_STUDY MATERIAL:_
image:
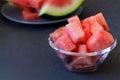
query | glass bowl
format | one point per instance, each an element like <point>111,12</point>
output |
<point>82,62</point>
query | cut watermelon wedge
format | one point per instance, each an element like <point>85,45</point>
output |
<point>58,8</point>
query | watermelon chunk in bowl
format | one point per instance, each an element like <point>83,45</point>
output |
<point>92,60</point>
<point>82,45</point>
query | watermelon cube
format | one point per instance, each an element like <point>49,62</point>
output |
<point>75,19</point>
<point>64,42</point>
<point>101,20</point>
<point>57,33</point>
<point>28,15</point>
<point>36,4</point>
<point>95,26</point>
<point>75,32</point>
<point>20,3</point>
<point>99,40</point>
<point>82,48</point>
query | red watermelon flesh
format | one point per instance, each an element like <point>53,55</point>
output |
<point>37,4</point>
<point>101,20</point>
<point>65,43</point>
<point>59,3</point>
<point>75,19</point>
<point>57,33</point>
<point>20,3</point>
<point>28,15</point>
<point>82,48</point>
<point>94,25</point>
<point>75,32</point>
<point>99,40</point>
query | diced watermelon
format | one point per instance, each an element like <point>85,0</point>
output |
<point>36,3</point>
<point>28,15</point>
<point>75,32</point>
<point>57,33</point>
<point>20,3</point>
<point>82,62</point>
<point>82,48</point>
<point>101,20</point>
<point>86,28</point>
<point>65,43</point>
<point>75,19</point>
<point>99,40</point>
<point>95,26</point>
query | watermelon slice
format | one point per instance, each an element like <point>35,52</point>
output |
<point>99,40</point>
<point>75,32</point>
<point>58,8</point>
<point>28,15</point>
<point>101,20</point>
<point>57,33</point>
<point>75,19</point>
<point>95,26</point>
<point>37,4</point>
<point>65,43</point>
<point>82,48</point>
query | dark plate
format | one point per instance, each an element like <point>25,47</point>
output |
<point>14,14</point>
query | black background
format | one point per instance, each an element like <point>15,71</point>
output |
<point>26,55</point>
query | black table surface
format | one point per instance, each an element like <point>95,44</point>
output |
<point>26,55</point>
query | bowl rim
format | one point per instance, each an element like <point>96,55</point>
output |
<point>104,51</point>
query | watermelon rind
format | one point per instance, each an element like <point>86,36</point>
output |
<point>48,9</point>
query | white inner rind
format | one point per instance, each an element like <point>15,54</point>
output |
<point>60,11</point>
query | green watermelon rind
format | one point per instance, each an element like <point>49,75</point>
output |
<point>60,11</point>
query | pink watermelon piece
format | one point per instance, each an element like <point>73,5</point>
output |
<point>65,43</point>
<point>20,3</point>
<point>75,19</point>
<point>95,26</point>
<point>82,48</point>
<point>57,33</point>
<point>75,32</point>
<point>101,20</point>
<point>59,3</point>
<point>99,40</point>
<point>37,4</point>
<point>28,15</point>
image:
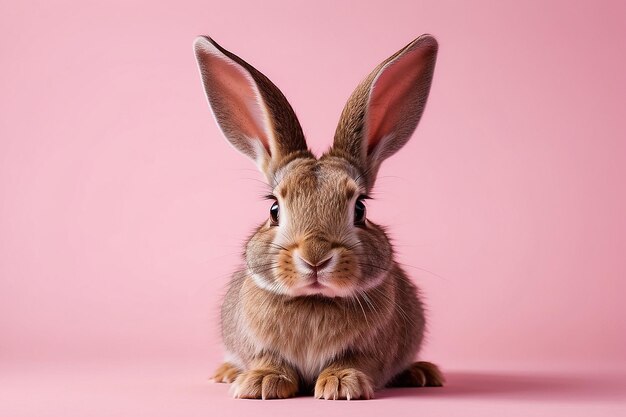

_ACTION ITEM:_
What is the number of lines in the records that contain the word "watermelon"? Answer with the number and nothing else.

_ANSWER TO THE PROBLEM:_
9